GOAL OF THE EXERCISE
Although the records contain pictures, repeat only the text of every line exactly.

Data excerpts
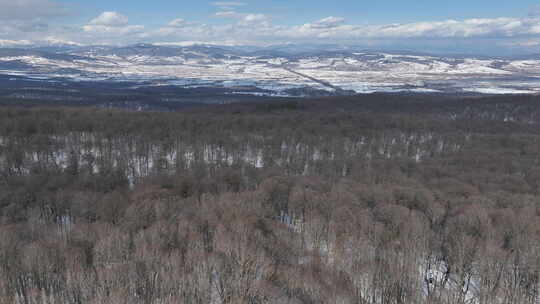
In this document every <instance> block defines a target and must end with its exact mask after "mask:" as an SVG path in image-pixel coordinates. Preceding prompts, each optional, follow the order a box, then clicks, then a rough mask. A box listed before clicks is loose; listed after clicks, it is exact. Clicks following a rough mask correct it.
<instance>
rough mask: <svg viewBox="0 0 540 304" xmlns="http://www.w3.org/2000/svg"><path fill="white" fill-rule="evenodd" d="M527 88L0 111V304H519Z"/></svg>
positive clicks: (532, 236) (524, 195)
mask: <svg viewBox="0 0 540 304" xmlns="http://www.w3.org/2000/svg"><path fill="white" fill-rule="evenodd" d="M539 302H540V97H538V96H505V97H486V98H465V97H463V98H450V97H441V96H414V95H411V96H405V95H403V96H400V95H377V94H375V95H369V96H355V97H342V98H337V97H336V98H326V99H320V100H296V101H287V102H263V103H244V104H229V105H214V106H205V107H197V108H194V109H184V110H182V111H180V112H135V111H127V110H121V109H98V108H69V107H66V108H60V107H41V108H40V107H30V108H22V107H1V108H0V303H2V304H3V303H6V304H12V303H17V304H23V303H24V304H30V303H32V304H34V303H36V304H37V303H40V304H43V303H46V304H48V303H51V304H52V303H55V304H56V303H73V304H82V303H96V304H97V303H114V304H122V303H125V304H128V303H145V304H150V303H152V304H153V303H155V304H158V303H159V304H169V303H201V304H202V303H212V304H214V303H216V304H218V303H219V304H221V303H231V304H232V303H234V304H236V303H250V304H255V303H257V304H258V303H288V304H293V303H355V304H394V303H395V304H409V303H434V304H443V303H445V304H446V303H447V304H468V303H470V304H473V303H474V304H499V303H500V304H527V303H530V304H535V303H539Z"/></svg>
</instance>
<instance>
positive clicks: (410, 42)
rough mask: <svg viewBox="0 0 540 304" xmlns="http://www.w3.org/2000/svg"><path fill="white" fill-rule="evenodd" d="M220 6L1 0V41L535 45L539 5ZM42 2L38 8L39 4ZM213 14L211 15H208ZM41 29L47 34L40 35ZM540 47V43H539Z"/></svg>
mask: <svg viewBox="0 0 540 304" xmlns="http://www.w3.org/2000/svg"><path fill="white" fill-rule="evenodd" d="M211 4H212V5H213V6H214V7H216V9H217V10H218V11H217V12H215V13H214V14H213V17H214V18H209V19H208V20H207V21H208V22H207V23H204V22H197V21H192V20H186V19H184V18H181V17H180V16H179V17H178V18H175V19H172V20H166V21H164V22H163V24H162V25H161V26H158V27H155V26H154V27H147V26H145V25H142V24H132V23H130V20H129V18H128V16H126V15H125V14H122V13H121V12H116V11H104V12H102V13H101V14H99V15H97V16H94V17H93V18H90V19H89V20H87V21H86V22H85V23H83V24H79V25H76V24H75V25H59V24H58V22H57V20H58V19H61V18H63V17H64V16H67V15H69V14H71V13H72V12H71V11H70V9H69V8H68V7H66V6H65V5H63V4H60V3H59V2H55V1H52V0H15V1H13V0H12V1H6V0H0V41H2V43H0V46H6V45H10V44H11V45H15V46H16V45H28V42H33V41H44V40H48V41H65V42H66V43H80V44H129V43H137V42H150V43H162V44H170V45H172V44H182V43H183V42H186V41H198V42H201V43H204V42H211V43H223V44H225V43H227V44H252V45H267V44H276V43H290V42H299V43H302V42H309V43H342V44H365V45H371V46H376V45H378V44H385V45H388V44H392V43H396V44H398V45H399V44H400V43H404V42H405V41H406V42H407V43H410V44H415V43H417V44H418V45H421V44H425V43H426V42H429V43H432V44H433V43H447V44H449V43H451V42H452V41H456V42H458V41H459V42H460V43H462V44H463V43H464V41H465V42H466V43H470V44H474V43H475V41H481V40H482V41H484V40H485V39H492V40H496V41H500V45H501V46H505V47H509V46H512V47H513V48H516V47H520V48H522V49H527V48H532V49H533V50H534V48H536V47H540V45H539V44H538V43H537V41H540V13H539V12H540V7H538V6H536V7H532V8H531V9H530V12H529V13H528V15H527V16H526V17H522V18H516V17H500V18H471V19H463V20H454V19H448V20H439V21H424V22H412V23H393V24H355V22H349V21H348V20H345V19H344V18H342V17H339V16H328V17H326V18H322V19H319V20H313V21H311V22H307V23H303V24H297V25H282V24H277V23H276V22H274V18H273V16H270V15H266V14H261V13H246V12H239V11H238V9H239V8H241V7H244V6H246V4H245V3H243V2H236V1H217V2H213V3H211ZM36 8H39V9H36ZM213 20H215V21H216V22H212V21H213ZM44 37H46V38H44ZM539 51H540V49H539Z"/></svg>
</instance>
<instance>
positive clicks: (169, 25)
mask: <svg viewBox="0 0 540 304" xmlns="http://www.w3.org/2000/svg"><path fill="white" fill-rule="evenodd" d="M192 24H193V23H191V22H188V21H186V20H184V19H182V18H178V19H174V20H172V21H171V22H169V23H168V24H167V26H170V27H185V26H189V25H192Z"/></svg>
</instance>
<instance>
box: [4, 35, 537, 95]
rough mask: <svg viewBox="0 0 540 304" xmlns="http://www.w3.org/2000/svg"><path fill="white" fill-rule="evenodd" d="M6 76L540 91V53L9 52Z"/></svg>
mask: <svg viewBox="0 0 540 304" xmlns="http://www.w3.org/2000/svg"><path fill="white" fill-rule="evenodd" d="M0 74H2V75H17V76H25V77H29V78H36V79H45V80H47V79H53V78H63V79H68V80H75V81H78V80H90V81H131V82H139V83H141V86H160V85H175V86H182V87H190V88H191V87H226V88H231V89H234V90H236V91H237V93H242V92H243V90H244V89H245V88H248V87H249V88H258V89H260V90H263V91H264V92H266V93H265V94H268V95H277V96H284V95H291V94H292V95H294V94H297V95H302V94H304V93H305V92H309V91H326V92H329V93H334V94H351V93H371V92H399V91H407V92H433V93H436V92H443V93H444V92H473V93H486V94H498V93H516V94H535V93H540V56H528V57H523V58H490V57H466V56H434V55H427V54H416V53H410V52H374V51H362V50H359V49H354V48H346V47H338V46H333V47H324V48H323V47H321V48H316V47H298V46H279V47H269V48H256V47H246V48H242V47H225V46H224V47H220V46H210V45H193V46H187V47H174V46H158V45H151V44H137V45H132V46H125V47H110V46H69V47H67V46H65V47H62V46H55V47H40V48H24V49H21V48H2V49H0ZM249 92H253V90H249ZM292 92H296V93H292ZM302 92H304V93H302Z"/></svg>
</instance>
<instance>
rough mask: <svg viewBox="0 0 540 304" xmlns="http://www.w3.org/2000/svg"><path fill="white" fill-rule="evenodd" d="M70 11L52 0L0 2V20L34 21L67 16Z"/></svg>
mask: <svg viewBox="0 0 540 304" xmlns="http://www.w3.org/2000/svg"><path fill="white" fill-rule="evenodd" d="M68 13H69V9H68V8H67V7H66V6H65V5H64V4H61V3H60V2H57V1H50V0H0V20H1V21H7V20H33V19H44V18H51V17H58V16H65V15H67V14H68Z"/></svg>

WRITTEN REPLY
In this document every <instance> block defines a target and must end with its exact mask after "mask:" as an SVG path in image-pixel coordinates. Preceding prompts, each optional, follow the order a box, then clicks, then a rough mask. A box listed before clicks is loose; listed after clicks, it is exact. Clicks following a rough mask correct it.
<instance>
rough mask: <svg viewBox="0 0 540 304" xmlns="http://www.w3.org/2000/svg"><path fill="white" fill-rule="evenodd" d="M527 88L0 111V304H519Z"/></svg>
positive clicks: (532, 236) (524, 195)
mask: <svg viewBox="0 0 540 304" xmlns="http://www.w3.org/2000/svg"><path fill="white" fill-rule="evenodd" d="M539 302H540V97H538V96H505V97H486V98H465V97H463V98H450V97H441V96H414V95H411V96H405V95H403V96H400V95H377V94H375V95H369V96H355V97H342V98H337V97H336V98H326V99H320V100H296V101H287V102H263V103H244V104H229V105H214V106H205V107H197V108H194V109H184V110H182V111H180V112H135V111H127V110H121V109H98V108H69V107H66V108H60V107H41V108H40V107H30V108H22V107H1V108H0V303H2V304H3V303H6V304H12V303H17V304H23V303H24V304H30V303H32V304H34V303H36V304H37V303H40V304H43V303H46V304H48V303H51V304H52V303H55V304H56V303H73V304H82V303H96V304H97V303H114V304H122V303H125V304H128V303H145V304H150V303H152V304H153V303H155V304H158V303H159V304H169V303H201V304H202V303H212V304H214V303H216V304H218V303H219V304H221V303H231V304H232V303H234V304H236V303H250V304H255V303H257V304H258V303H288V304H293V303H355V304H394V303H395V304H409V303H434V304H443V303H445V304H446V303H447V304H468V303H470V304H473V303H474V304H499V303H500V304H527V303H530V304H535V303H539Z"/></svg>
</instance>
<instance>
positive clicks: (410, 42)
rough mask: <svg viewBox="0 0 540 304" xmlns="http://www.w3.org/2000/svg"><path fill="white" fill-rule="evenodd" d="M220 6L1 0V41L535 45L539 5ZM42 2L38 8L39 4ZM213 14L211 15H208ZM41 29L47 34L40 35ZM540 47V43H539Z"/></svg>
mask: <svg viewBox="0 0 540 304" xmlns="http://www.w3.org/2000/svg"><path fill="white" fill-rule="evenodd" d="M211 4H212V5H213V6H214V7H216V9H217V10H218V11H217V12H215V13H214V14H213V17H214V18H209V19H208V20H207V21H208V22H207V23H204V22H197V21H192V20H186V19H184V18H181V17H180V16H179V17H178V18H175V19H172V20H166V21H164V22H163V24H162V25H161V26H158V27H155V26H154V27H147V26H145V25H142V24H132V23H130V20H129V18H128V16H126V15H125V14H122V13H121V12H116V11H104V12H102V13H101V14H99V15H97V16H94V17H93V18H90V19H89V20H87V21H86V22H85V23H83V24H79V25H76V24H75V25H59V24H58V22H57V20H58V19H61V18H63V17H64V16H67V15H69V14H71V13H72V12H71V11H70V9H69V8H68V7H66V6H65V5H63V4H60V3H59V2H55V1H52V0H15V1H13V0H12V1H6V0H0V41H2V43H0V46H6V45H10V44H11V45H15V46H16V45H28V42H33V41H44V40H48V41H65V42H66V43H80V44H129V43H137V42H150V43H162V44H170V45H172V44H182V43H183V42H186V41H198V42H201V43H204V42H211V43H223V44H225V43H227V44H252V45H267V44H276V43H290V42H299V43H302V42H309V43H342V44H365V45H371V46H376V45H378V44H385V45H388V44H392V43H396V44H398V45H399V44H400V43H404V42H405V41H406V42H407V43H410V44H415V43H417V44H418V45H421V44H425V43H426V42H429V43H432V44H433V43H447V44H449V43H451V42H452V41H456V42H458V41H459V42H460V43H462V44H463V43H464V41H465V42H466V43H470V44H474V43H475V41H481V40H482V41H484V40H485V39H492V40H496V41H500V45H501V46H505V47H509V46H512V47H513V48H516V47H520V48H522V49H527V48H532V49H533V50H534V48H536V47H540V45H539V44H538V43H537V41H540V13H539V12H540V7H538V6H536V7H532V8H531V9H530V12H529V13H528V15H527V16H526V17H522V18H516V17H500V18H471V19H463V20H454V19H448V20H439V21H424V22H412V23H393V24H355V22H349V21H348V20H345V19H344V18H342V17H339V16H328V17H326V18H322V19H319V20H313V21H311V22H307V23H303V24H297V25H282V24H277V23H276V22H274V18H273V16H270V15H266V14H261V13H246V12H239V11H238V9H239V8H241V7H244V6H246V4H245V3H243V2H236V1H217V2H213V3H211ZM36 8H39V9H36ZM213 20H215V21H216V22H212V21H213ZM44 37H46V38H44ZM539 51H540V49H539Z"/></svg>
</instance>
<instance>
positive clicks: (169, 25)
mask: <svg viewBox="0 0 540 304" xmlns="http://www.w3.org/2000/svg"><path fill="white" fill-rule="evenodd" d="M192 24H193V23H191V22H188V21H186V20H184V19H182V18H178V19H174V20H172V21H171V22H169V23H168V24H167V26H170V27H185V26H189V25H192Z"/></svg>
</instance>
<instance>
box: [4, 35, 537, 95]
rough mask: <svg viewBox="0 0 540 304" xmlns="http://www.w3.org/2000/svg"><path fill="white" fill-rule="evenodd" d="M6 76L540 91V53L9 52Z"/></svg>
mask: <svg viewBox="0 0 540 304" xmlns="http://www.w3.org/2000/svg"><path fill="white" fill-rule="evenodd" d="M0 74H2V75H17V76H25V77H29V78H36V79H45V80H47V79H53V78H63V79H68V80H75V81H78V80H90V81H131V82H139V83H141V86H160V85H175V86H182V87H190V88H191V87H226V88H231V89H234V90H236V91H237V93H242V92H243V90H244V89H245V88H248V87H249V88H258V89H260V90H263V91H264V92H266V93H265V94H268V95H277V96H284V95H291V94H292V95H294V94H297V95H302V94H304V93H305V92H309V91H326V92H329V93H334V94H351V93H371V92H399V91H407V92H433V93H436V92H443V93H444V92H473V93H486V94H498V93H516V94H535V93H540V56H528V57H523V58H490V57H466V56H434V55H427V54H416V53H410V52H374V51H362V50H359V49H354V48H346V47H338V46H333V47H324V48H323V47H321V48H316V47H298V46H279V47H269V48H256V47H246V48H242V47H225V46H224V47H220V46H210V45H193V46H187V47H174V46H158V45H151V44H137V45H132V46H125V47H110V46H69V47H67V46H65V47H62V46H55V47H40V48H24V49H21V48H2V49H0ZM249 92H253V90H249ZM292 92H296V93H292ZM302 92H304V93H302Z"/></svg>
</instance>
<instance>
rough mask: <svg viewBox="0 0 540 304" xmlns="http://www.w3.org/2000/svg"><path fill="white" fill-rule="evenodd" d="M70 11L52 0L0 2V20L34 21L67 16Z"/></svg>
mask: <svg viewBox="0 0 540 304" xmlns="http://www.w3.org/2000/svg"><path fill="white" fill-rule="evenodd" d="M68 13H69V9H68V8H67V7H66V6H65V5H64V4H61V3H60V2H57V1H50V0H0V20H1V21H7V20H33V19H44V18H51V17H58V16H65V15H67V14H68Z"/></svg>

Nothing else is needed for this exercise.